Stated problem: Rewrite every one of the items below, swapping "Place a pin" for "Put a marker" wherever it occurs and leaving all other wording unchanged.

Data for this exercise:
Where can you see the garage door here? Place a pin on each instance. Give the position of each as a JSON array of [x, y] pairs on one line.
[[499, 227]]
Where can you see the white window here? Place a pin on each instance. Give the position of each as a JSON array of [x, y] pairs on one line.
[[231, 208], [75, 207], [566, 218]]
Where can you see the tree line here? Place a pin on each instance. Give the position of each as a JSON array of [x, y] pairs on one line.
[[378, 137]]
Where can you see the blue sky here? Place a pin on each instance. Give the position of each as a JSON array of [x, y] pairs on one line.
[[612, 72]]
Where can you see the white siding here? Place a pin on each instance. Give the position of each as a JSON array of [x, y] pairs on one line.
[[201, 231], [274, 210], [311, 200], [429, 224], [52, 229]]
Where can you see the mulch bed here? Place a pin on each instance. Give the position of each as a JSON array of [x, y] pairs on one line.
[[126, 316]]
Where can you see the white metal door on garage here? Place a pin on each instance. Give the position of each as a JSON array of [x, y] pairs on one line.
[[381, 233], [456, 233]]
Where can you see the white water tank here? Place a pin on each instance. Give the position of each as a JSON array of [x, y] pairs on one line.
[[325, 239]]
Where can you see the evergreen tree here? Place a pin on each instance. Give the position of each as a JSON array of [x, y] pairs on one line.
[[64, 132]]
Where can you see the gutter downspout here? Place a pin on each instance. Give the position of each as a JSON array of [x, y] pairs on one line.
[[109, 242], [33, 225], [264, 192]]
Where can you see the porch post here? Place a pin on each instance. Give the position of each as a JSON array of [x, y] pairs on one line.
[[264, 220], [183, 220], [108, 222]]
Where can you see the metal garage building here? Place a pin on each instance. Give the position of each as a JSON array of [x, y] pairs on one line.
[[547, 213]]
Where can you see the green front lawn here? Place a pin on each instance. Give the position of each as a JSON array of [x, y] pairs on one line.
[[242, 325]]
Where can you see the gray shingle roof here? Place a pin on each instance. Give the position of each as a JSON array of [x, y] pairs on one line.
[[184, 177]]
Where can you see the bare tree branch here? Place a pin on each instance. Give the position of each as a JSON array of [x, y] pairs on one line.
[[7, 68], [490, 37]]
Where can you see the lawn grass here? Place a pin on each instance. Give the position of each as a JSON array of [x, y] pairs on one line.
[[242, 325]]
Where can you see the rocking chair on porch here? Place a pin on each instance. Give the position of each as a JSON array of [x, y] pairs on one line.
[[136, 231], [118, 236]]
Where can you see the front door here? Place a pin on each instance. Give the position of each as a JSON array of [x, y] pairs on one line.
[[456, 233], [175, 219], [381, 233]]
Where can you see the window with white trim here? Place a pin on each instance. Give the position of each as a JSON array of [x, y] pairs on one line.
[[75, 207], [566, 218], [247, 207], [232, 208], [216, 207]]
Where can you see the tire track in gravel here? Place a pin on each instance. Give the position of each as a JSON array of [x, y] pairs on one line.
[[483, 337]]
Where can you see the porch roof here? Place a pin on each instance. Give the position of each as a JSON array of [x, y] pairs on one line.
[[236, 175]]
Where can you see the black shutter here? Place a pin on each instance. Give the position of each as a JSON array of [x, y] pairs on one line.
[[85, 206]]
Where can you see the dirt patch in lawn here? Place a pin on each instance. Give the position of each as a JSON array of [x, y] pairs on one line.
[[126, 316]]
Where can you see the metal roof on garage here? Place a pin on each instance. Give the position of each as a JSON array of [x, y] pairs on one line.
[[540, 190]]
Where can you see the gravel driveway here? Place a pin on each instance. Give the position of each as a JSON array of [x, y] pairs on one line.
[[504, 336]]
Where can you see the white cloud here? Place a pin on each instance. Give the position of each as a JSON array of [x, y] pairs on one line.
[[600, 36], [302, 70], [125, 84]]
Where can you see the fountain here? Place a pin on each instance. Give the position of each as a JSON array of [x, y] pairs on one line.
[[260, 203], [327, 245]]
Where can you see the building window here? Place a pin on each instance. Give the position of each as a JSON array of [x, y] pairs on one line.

Output:
Where can you see the garage door here? Put a marker on each instance. Give the position of each as a JSON array of [x, y] pairs on one line.
[[499, 227]]
Where can you see the white window here? Put a marker on each instance. Give the position of each as a JSON array of [x, y] pairs on one line.
[[231, 208], [75, 207], [566, 218]]
Where can you see the tree line here? Put a marker on each instance. Give the position of each as a JSON array of [x, y] pairs on one line.
[[378, 137]]
Where can you see the blue sky here? Put a marker on each instance. Give the position of each as a JSON array of [x, y] pairs on one line.
[[612, 72]]
Where can you see the white siding here? Put a marker on each instance. Give the position of each as a JSON array of [x, y] pairs on one line.
[[201, 231], [274, 210], [311, 200], [429, 224], [52, 229]]
Where can you see the mulch bed here? Put a marker on each instance. Give the position of each as a JSON array of [x, y] pairs on one line.
[[126, 316]]
Where can you see the white metal door on garage here? Put a marker on each instance. Give the position of each as a JSON array of [x, y] pairs on one line.
[[381, 233], [456, 233]]
Where can you see the white water tank here? Put a marker on each instance. Give the position of each as a JSON array of [x, y] pairs on one line.
[[325, 239]]
Where can you see the evergreen tree here? Put a marker on each instance. Give the position of each as a JSON array of [x, y] pairs on one line.
[[64, 132]]
Where can you see the gutter downspout here? Put a marker on each instance. Give the position of each as a JSON array of [x, y] pairs on one line.
[[109, 242], [33, 225], [264, 192]]
Where can you see the porch post here? Put a marker on each instance. Give the position of each as a JSON array of [x, y] pairs on one line.
[[264, 220], [183, 220], [108, 222]]
Where can you see the metal garage building here? Put a marker on each instance. Give the position of each as a JSON array of [x, y] pairs on one line.
[[547, 213]]
Where can you see the green front lawn here? Put a marker on each instance. Give the position of each as a JSON array of [x, y] pairs on one line.
[[242, 325]]
Where can you see the gray shingle roof here? Put a marker on each instance. Give the position of each as a JSON array of [x, y] pairs on one line.
[[184, 177]]
Where can you see the bare tree branch here? Put a marker on each instance. Give the position of each as a JSON array of [x, y] pairs on one line.
[[7, 68], [490, 37]]
Where can you see the lawn grass here? Put a marker on each instance. Give the position of each as a JSON array of [x, y] pairs on one line.
[[242, 325]]
Where can you see the rocking chair on porch here? Put a marker on each instance. Give the position of each as a JSON array of [x, y] pairs on one line.
[[136, 231], [118, 236]]
Where can you see the front door here? Put a marker on each instance. Give the position of each as a JSON array of [x, y] pairs on one line.
[[456, 233], [175, 219], [381, 233]]
Where can you see the window with white trim here? Put a marker on each instance. Give the position of each as a JSON array of [x, y] pairs on one line.
[[75, 207], [566, 218], [247, 207], [232, 208], [216, 207]]
Where can you see the tire track in gravel here? Put a marker on each instance. Give the position of each as a JSON array of [x, y] pairs on one line.
[[483, 337]]
Where can you see the porch roof here? Put a marker on each instance. Give the position of each as a JSON array of [x, y] pairs on one line.
[[236, 175]]
Where can you see the black shutter here? Put a marker on each instance. Give the position of each as a JSON array of [x, y] pairs on one line.
[[85, 206]]
Where can you see the dirt patch in lawn here? Put a marker on each instance. Give the position of each as a JSON array of [x, y] pairs on one line.
[[126, 316]]
Where can you see the metal roof on garage here? Put a marker on each instance. Give the position of each as a JSON array of [x, y] pairs on one line.
[[540, 190]]
Where can you see the gravel driveway here? Put a marker on each instance. Give the position of each as a JSON array of [x, y] pairs on one line.
[[504, 336]]
Where can you see the white cloud here? Put a marker on each instance. Give the position of each as a JSON array of [x, y] pairs on one line.
[[600, 36], [302, 70], [125, 84]]
Where can you see the fountain here? Put a marker on each instance. Give the position of each as a JSON array of [x, y] pairs on one line.
[[260, 203], [327, 245]]
Where can you see the building window here? Put a marker on each instance. Give the position of each as a JSON array of [x, y] pairs on one line.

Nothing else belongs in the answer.